- GIVEN TASK 1: Copy the rows below word for word, beginning at the line that contains "Would you mind indicating the yellow" and ending with the last row. Leave the pictures out of your copy.

- TEXT EXCERPT:
-----
Studio album by Abbey Lincoln
- Released: 1959
- Recorded: Spring and Fall, 1959 New York City
- Genre: Jazz
- Length: 39:19
- Label: Riverside RLP 12-308
- Producer: Bill Grauer and Orrin Keepnews

Abbey Lincoln chronology
| It's Magic (1958) | Abbey Is Blue (1959) | Straight Ahead (1961) |

= Abbey Is Blue =

Abbey Is Blue is the fourth album by American jazz vocalist Abbey Lincoln featuring tracks recorded in 1959 for the Riverside label.
-----
[Point labeling dataset excerpts]
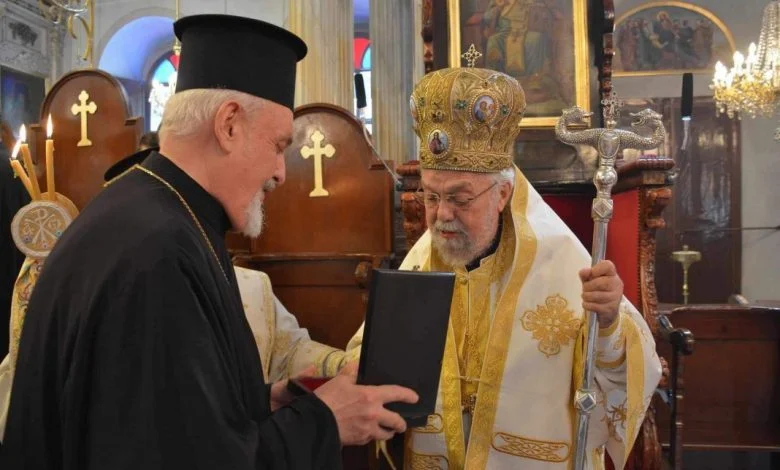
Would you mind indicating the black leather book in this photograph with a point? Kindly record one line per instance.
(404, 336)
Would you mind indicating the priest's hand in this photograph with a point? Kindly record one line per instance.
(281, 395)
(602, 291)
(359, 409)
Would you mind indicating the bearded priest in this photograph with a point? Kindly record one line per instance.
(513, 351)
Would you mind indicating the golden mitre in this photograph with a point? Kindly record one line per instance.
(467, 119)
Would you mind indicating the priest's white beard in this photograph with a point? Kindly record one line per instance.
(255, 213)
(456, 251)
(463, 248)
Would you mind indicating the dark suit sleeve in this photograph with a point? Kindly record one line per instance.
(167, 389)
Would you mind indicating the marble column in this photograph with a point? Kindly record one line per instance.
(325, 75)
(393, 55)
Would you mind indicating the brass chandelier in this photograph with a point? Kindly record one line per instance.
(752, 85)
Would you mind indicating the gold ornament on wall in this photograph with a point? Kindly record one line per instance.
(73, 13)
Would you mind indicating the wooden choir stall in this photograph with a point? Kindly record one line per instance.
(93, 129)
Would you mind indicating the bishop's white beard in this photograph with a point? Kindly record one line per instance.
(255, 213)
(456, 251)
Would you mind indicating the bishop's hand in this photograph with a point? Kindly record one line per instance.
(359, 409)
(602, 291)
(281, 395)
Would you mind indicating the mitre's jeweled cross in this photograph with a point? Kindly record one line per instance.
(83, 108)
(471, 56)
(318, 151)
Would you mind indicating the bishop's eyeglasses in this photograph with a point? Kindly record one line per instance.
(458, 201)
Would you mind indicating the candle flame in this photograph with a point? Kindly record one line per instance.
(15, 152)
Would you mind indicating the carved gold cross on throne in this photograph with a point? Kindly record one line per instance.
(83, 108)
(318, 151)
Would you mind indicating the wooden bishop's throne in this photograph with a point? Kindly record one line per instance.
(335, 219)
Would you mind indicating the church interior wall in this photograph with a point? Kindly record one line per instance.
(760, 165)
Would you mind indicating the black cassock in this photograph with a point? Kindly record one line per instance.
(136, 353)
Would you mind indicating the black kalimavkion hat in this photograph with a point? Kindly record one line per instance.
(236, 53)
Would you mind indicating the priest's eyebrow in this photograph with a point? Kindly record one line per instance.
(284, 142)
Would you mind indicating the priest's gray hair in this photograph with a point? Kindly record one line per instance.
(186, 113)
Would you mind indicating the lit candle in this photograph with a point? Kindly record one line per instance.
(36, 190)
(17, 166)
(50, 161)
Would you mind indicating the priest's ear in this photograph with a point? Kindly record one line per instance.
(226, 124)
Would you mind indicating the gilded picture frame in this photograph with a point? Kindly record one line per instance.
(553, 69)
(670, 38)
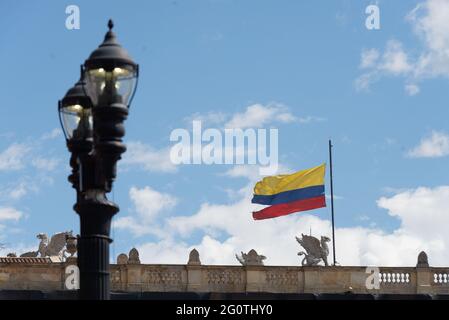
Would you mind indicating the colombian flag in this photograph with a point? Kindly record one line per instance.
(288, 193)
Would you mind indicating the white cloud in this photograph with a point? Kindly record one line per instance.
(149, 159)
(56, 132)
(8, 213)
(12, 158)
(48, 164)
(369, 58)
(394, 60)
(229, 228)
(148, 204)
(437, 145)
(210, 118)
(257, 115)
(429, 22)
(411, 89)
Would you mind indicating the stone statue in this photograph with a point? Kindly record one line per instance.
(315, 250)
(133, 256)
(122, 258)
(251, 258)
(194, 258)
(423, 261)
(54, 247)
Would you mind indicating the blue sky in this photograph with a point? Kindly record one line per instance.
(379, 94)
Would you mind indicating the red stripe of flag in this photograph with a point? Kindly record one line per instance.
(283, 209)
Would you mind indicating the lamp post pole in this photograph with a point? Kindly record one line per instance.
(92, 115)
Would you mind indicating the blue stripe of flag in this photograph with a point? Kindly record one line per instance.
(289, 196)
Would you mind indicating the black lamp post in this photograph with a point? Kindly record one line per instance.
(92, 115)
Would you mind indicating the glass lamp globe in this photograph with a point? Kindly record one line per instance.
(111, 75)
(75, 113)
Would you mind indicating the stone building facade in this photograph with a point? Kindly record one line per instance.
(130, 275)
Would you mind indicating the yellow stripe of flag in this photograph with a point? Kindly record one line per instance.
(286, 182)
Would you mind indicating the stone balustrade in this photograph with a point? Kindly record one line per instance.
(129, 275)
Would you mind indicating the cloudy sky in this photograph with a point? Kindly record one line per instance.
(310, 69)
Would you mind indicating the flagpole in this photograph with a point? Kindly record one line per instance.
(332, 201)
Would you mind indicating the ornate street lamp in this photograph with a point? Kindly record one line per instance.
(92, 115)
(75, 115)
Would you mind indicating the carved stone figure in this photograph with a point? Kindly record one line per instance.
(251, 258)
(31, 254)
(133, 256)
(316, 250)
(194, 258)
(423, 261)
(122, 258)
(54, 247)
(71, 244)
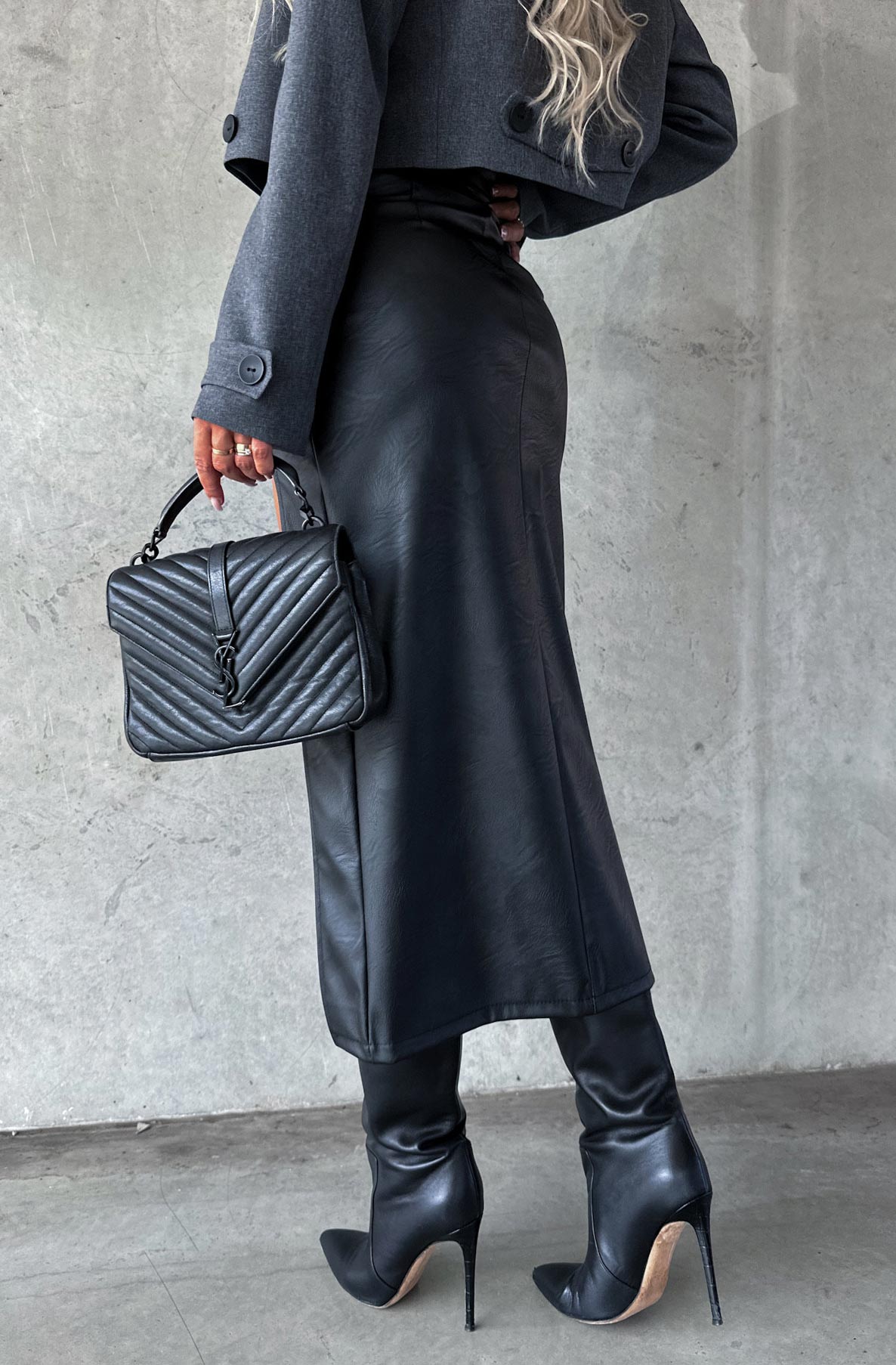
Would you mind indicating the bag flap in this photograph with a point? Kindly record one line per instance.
-----
- GIVEN TASK 2: Based on the entry on Abbey Is Blue, say whether each statement agrees with it, answering yes or no and quoting the words that decide it: (a) The album came out on the Riverside label. (b) The album was recorded in Los Angeles. (c) Abbey Is Blue is Abbey Lincoln's third album.

- TASK SOLUTION 1:
Would you mind indicating the yellow stripe of flag in this photograph with a point? Kindly record one line per instance.
(286, 182)
Would you mind indicating the stone balustrade in this photograph with a point? Kindly record one line per instance.
(129, 275)
Would you mind indicating the cloudy sky in this photograph with a point? Kindly record one line per instance.
(310, 69)
Would you mind indicating the flagpole in this photograph with a point? Kindly record one line per instance.
(332, 201)
Would you mind indicating the ornate street lamp in this photograph with a point? Kindly record one line per instance.
(92, 115)
(75, 115)
Would you mind indicating the carved stone figure in this photograph with a point? Kindly record one line per instance.
(251, 258)
(31, 254)
(133, 256)
(316, 250)
(194, 258)
(423, 261)
(122, 258)
(54, 247)
(71, 244)
Would you mind indicating the bag flap in this photograph with a point? Kindly record one line per instance.

- TASK SOLUTION 2:
(a) Yes: "Label: Riverside RLP 12-308"
(b) No: "Recorded: Spring and Fall, 1959 New York City"
(c) No: "Abbey Is Blue is the fourth album by American jazz vocalist Abbey Lincoln"